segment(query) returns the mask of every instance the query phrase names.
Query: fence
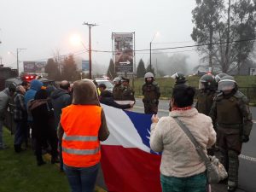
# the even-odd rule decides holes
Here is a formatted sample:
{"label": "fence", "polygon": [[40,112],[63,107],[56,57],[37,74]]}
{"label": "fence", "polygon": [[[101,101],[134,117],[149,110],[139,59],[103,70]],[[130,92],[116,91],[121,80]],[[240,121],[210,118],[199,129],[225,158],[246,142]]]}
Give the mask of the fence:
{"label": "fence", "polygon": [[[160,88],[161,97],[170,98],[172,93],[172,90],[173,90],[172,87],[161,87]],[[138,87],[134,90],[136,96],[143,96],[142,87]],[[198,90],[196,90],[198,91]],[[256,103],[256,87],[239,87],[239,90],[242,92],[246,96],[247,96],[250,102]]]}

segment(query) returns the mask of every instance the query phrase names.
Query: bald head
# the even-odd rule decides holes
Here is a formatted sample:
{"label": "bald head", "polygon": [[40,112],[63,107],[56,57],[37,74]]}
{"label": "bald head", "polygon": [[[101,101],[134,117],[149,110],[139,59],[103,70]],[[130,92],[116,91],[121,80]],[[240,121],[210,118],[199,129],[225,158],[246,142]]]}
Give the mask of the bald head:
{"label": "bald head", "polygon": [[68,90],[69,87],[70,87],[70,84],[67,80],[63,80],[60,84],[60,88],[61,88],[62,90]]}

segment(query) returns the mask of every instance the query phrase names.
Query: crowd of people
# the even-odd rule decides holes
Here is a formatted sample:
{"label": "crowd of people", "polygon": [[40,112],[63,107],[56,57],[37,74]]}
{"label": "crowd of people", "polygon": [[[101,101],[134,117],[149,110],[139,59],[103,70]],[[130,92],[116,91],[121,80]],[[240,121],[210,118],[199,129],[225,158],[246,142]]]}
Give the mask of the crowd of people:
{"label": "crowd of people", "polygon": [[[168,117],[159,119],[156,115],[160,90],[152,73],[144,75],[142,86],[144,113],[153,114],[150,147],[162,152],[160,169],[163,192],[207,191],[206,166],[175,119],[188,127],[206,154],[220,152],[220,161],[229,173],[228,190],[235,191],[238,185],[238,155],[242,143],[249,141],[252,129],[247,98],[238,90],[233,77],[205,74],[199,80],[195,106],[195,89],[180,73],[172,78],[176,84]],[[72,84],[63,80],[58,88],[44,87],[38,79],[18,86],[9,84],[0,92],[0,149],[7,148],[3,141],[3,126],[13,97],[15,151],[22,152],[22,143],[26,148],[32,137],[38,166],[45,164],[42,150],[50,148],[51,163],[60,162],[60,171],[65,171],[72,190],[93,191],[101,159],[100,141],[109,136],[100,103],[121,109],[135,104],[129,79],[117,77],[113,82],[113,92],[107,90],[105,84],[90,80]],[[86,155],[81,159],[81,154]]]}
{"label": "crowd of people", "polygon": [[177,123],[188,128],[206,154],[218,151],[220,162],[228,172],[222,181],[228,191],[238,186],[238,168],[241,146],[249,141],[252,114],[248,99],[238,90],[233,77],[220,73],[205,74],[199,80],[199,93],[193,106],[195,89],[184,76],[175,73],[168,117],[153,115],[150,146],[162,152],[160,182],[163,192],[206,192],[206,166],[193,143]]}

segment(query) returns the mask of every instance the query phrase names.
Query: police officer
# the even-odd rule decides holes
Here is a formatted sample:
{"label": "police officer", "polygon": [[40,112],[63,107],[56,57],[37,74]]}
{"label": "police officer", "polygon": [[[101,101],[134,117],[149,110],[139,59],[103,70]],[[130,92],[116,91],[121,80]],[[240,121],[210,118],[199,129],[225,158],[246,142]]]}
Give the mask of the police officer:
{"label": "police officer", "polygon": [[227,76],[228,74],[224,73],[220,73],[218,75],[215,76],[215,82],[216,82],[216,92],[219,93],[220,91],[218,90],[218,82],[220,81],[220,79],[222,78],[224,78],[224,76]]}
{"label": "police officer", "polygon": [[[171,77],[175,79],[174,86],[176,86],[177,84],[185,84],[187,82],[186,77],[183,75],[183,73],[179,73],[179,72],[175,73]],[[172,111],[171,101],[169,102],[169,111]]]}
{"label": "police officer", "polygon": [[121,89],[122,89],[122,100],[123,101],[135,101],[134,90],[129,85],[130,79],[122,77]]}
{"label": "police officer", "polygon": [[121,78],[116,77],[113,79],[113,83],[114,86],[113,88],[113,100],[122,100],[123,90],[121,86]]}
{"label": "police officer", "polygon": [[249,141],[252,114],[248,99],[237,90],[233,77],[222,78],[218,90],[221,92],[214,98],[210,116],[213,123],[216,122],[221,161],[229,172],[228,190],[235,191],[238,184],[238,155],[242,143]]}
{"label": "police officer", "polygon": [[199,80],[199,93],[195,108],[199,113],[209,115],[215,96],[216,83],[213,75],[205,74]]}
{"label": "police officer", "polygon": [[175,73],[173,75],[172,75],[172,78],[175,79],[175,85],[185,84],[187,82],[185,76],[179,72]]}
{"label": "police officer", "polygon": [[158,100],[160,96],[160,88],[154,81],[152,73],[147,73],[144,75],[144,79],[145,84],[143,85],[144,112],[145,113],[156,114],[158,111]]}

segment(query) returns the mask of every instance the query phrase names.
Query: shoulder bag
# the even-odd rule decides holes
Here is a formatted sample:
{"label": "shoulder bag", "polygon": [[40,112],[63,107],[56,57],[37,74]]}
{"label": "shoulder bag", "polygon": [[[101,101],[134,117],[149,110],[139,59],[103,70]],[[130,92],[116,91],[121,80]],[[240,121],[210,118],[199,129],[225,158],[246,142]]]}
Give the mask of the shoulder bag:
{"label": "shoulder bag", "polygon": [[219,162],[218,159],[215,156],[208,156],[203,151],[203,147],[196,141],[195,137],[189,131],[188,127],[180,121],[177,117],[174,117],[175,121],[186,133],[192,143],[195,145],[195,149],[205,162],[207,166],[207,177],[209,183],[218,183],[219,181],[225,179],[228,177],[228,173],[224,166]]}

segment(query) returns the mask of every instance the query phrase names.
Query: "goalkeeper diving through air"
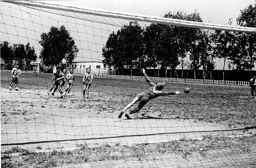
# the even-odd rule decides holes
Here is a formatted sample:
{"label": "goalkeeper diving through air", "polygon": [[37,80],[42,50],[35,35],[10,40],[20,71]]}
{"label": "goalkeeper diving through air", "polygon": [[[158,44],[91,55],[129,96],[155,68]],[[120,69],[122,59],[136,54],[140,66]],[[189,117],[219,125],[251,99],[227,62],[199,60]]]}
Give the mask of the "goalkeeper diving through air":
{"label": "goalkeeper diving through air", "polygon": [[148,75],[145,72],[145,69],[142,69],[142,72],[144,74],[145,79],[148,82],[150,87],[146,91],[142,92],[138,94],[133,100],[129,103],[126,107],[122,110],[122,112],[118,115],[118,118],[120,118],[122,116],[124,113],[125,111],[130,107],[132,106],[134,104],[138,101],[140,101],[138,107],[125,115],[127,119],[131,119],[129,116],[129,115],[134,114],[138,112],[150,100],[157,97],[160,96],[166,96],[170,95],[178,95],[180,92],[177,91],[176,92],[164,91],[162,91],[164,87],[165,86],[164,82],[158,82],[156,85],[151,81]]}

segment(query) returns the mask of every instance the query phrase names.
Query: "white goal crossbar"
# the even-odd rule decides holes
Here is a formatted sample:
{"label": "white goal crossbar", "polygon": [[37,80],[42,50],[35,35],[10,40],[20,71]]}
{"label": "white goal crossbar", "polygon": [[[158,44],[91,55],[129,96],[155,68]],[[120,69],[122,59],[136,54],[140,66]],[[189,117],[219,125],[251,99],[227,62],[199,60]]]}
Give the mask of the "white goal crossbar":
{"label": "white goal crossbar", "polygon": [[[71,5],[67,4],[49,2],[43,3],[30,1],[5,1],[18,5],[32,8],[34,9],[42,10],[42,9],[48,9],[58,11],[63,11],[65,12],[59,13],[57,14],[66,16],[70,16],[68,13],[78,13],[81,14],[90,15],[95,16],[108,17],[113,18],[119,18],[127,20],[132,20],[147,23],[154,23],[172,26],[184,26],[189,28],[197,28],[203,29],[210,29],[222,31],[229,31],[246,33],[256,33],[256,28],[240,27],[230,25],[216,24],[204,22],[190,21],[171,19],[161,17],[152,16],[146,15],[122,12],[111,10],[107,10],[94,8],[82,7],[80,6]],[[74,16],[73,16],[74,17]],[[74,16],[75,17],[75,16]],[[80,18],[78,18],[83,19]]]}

--

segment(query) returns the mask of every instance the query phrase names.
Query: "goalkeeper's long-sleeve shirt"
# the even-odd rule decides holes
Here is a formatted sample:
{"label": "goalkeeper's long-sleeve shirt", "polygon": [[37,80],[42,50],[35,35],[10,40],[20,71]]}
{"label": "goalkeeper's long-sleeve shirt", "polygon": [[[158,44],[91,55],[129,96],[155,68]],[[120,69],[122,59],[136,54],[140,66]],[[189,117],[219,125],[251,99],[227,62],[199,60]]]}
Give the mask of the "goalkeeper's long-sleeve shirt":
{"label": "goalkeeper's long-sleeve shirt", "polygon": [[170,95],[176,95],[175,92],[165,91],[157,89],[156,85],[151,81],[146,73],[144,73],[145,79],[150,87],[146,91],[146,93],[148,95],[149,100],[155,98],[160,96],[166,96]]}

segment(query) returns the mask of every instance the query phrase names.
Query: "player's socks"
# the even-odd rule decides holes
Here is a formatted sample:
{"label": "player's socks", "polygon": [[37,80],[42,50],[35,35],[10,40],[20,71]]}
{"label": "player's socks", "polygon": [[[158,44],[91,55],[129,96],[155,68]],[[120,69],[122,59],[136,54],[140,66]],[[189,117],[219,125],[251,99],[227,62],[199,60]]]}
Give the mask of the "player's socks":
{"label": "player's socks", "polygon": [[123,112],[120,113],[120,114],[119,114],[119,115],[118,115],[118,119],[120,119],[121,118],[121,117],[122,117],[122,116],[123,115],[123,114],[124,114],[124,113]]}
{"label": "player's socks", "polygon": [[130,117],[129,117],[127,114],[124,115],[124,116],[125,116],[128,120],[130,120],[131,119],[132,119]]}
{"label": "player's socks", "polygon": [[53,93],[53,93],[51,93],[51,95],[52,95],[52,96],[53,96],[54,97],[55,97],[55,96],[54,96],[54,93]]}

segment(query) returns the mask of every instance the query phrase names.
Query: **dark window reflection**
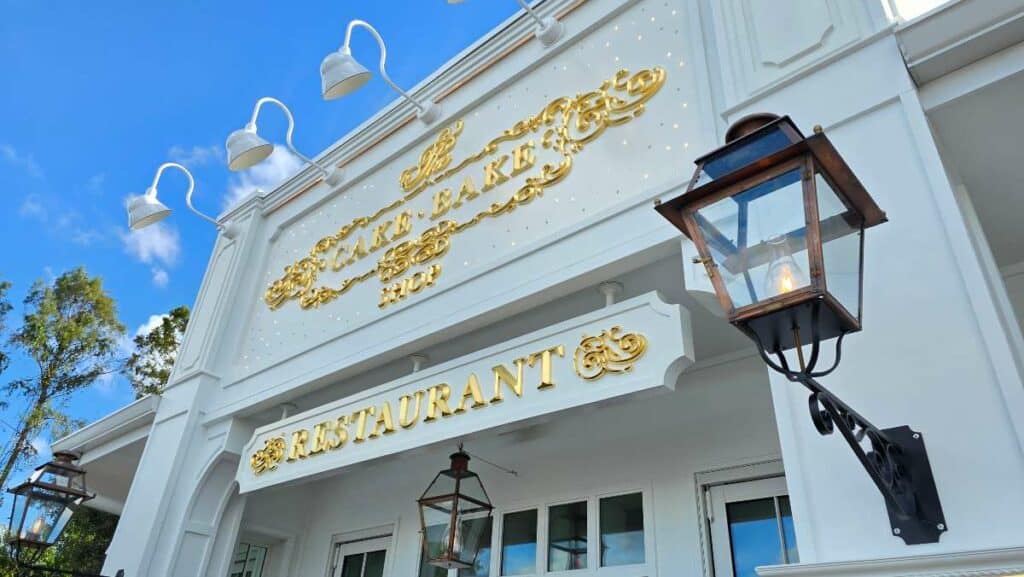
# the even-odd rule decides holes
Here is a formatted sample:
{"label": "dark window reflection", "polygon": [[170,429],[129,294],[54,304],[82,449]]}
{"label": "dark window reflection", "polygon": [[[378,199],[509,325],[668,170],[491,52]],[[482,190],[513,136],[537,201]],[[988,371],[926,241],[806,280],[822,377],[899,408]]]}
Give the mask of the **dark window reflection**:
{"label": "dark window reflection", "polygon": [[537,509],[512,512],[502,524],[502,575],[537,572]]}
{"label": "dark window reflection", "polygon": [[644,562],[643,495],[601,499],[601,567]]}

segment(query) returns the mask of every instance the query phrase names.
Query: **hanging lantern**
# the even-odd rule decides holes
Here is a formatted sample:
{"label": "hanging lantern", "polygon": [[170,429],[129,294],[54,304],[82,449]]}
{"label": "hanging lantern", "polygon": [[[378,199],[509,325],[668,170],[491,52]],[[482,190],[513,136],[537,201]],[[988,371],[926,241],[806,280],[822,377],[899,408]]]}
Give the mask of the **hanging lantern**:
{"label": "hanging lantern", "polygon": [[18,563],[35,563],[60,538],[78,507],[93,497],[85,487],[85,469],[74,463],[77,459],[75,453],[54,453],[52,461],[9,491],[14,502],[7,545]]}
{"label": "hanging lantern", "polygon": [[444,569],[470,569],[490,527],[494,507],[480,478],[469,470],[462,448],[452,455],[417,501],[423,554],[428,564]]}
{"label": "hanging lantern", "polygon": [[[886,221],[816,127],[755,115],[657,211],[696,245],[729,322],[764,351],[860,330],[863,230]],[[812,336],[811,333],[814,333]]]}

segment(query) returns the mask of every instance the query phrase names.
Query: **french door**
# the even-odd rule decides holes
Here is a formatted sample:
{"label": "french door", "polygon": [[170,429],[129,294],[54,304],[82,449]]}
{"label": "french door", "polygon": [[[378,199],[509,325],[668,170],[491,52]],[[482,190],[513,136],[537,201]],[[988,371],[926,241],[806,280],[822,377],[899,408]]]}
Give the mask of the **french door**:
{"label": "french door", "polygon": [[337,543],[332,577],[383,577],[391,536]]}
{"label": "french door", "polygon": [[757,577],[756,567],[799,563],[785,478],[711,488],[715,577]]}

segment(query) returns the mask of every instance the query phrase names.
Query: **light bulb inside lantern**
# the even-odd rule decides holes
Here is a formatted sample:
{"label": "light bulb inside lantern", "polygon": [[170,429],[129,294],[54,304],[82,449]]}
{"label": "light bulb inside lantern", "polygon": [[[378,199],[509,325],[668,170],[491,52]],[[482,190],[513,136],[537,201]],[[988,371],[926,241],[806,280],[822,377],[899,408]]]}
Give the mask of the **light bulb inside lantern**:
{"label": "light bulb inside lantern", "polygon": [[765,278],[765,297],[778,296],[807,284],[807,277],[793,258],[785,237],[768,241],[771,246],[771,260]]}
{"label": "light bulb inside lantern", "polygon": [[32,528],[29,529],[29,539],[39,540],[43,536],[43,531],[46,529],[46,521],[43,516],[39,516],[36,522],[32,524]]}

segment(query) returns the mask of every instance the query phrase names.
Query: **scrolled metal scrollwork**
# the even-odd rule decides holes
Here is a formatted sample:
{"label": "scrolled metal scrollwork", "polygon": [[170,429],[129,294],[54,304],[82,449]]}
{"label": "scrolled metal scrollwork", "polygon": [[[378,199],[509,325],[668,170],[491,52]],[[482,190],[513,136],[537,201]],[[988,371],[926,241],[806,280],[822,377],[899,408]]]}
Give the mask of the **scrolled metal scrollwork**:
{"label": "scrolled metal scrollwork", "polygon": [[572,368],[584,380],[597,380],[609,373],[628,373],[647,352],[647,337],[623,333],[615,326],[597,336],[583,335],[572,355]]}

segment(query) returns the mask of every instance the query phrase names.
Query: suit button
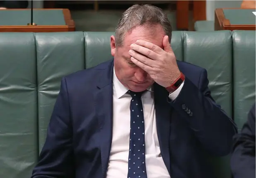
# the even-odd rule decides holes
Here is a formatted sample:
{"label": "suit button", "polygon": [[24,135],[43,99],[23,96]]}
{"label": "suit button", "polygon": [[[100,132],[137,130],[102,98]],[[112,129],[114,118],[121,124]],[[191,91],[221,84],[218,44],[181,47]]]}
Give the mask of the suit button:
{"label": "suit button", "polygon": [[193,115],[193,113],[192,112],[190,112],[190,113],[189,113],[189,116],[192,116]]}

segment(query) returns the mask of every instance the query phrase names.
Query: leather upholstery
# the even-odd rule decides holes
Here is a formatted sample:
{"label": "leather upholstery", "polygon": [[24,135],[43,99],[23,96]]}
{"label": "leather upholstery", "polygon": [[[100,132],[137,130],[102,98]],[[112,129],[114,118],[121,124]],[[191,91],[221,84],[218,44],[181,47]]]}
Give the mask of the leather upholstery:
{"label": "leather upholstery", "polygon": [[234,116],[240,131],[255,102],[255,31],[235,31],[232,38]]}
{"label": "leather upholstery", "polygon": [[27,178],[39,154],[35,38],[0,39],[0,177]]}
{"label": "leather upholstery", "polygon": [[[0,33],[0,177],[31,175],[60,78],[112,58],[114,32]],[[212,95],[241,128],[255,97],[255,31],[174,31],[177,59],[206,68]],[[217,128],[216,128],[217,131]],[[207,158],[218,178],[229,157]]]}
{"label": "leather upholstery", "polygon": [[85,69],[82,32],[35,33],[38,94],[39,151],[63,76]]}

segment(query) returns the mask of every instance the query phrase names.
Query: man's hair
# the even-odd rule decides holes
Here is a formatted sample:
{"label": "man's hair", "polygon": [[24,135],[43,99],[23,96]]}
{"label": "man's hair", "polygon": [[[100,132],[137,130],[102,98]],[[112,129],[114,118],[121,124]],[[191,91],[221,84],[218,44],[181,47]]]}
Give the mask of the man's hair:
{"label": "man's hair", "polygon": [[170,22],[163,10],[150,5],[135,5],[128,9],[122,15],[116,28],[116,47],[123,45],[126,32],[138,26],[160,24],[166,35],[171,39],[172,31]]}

### Set exercise
Find every line above that contains the word "shoulder" and copy each one out in full.

### Exercise response
Query: shoulder bag
{"label": "shoulder bag", "polygon": [[40,112],[63,107],[56,57],[37,74]]}
{"label": "shoulder bag", "polygon": [[[101,101],[134,117],[149,110],[139,59],[103,70]],[[130,92],[116,91],[121,80]],[[240,121],[210,118],[199,129],[225,158],[246,142]]]}
Give the mask of the shoulder bag:
{"label": "shoulder bag", "polygon": [[219,162],[218,159],[215,156],[208,156],[203,151],[203,147],[196,141],[195,137],[189,131],[188,127],[180,121],[177,117],[174,117],[175,121],[186,133],[192,143],[195,145],[195,149],[205,162],[207,166],[207,177],[209,183],[218,183],[219,181],[225,179],[228,177],[228,173],[224,166]]}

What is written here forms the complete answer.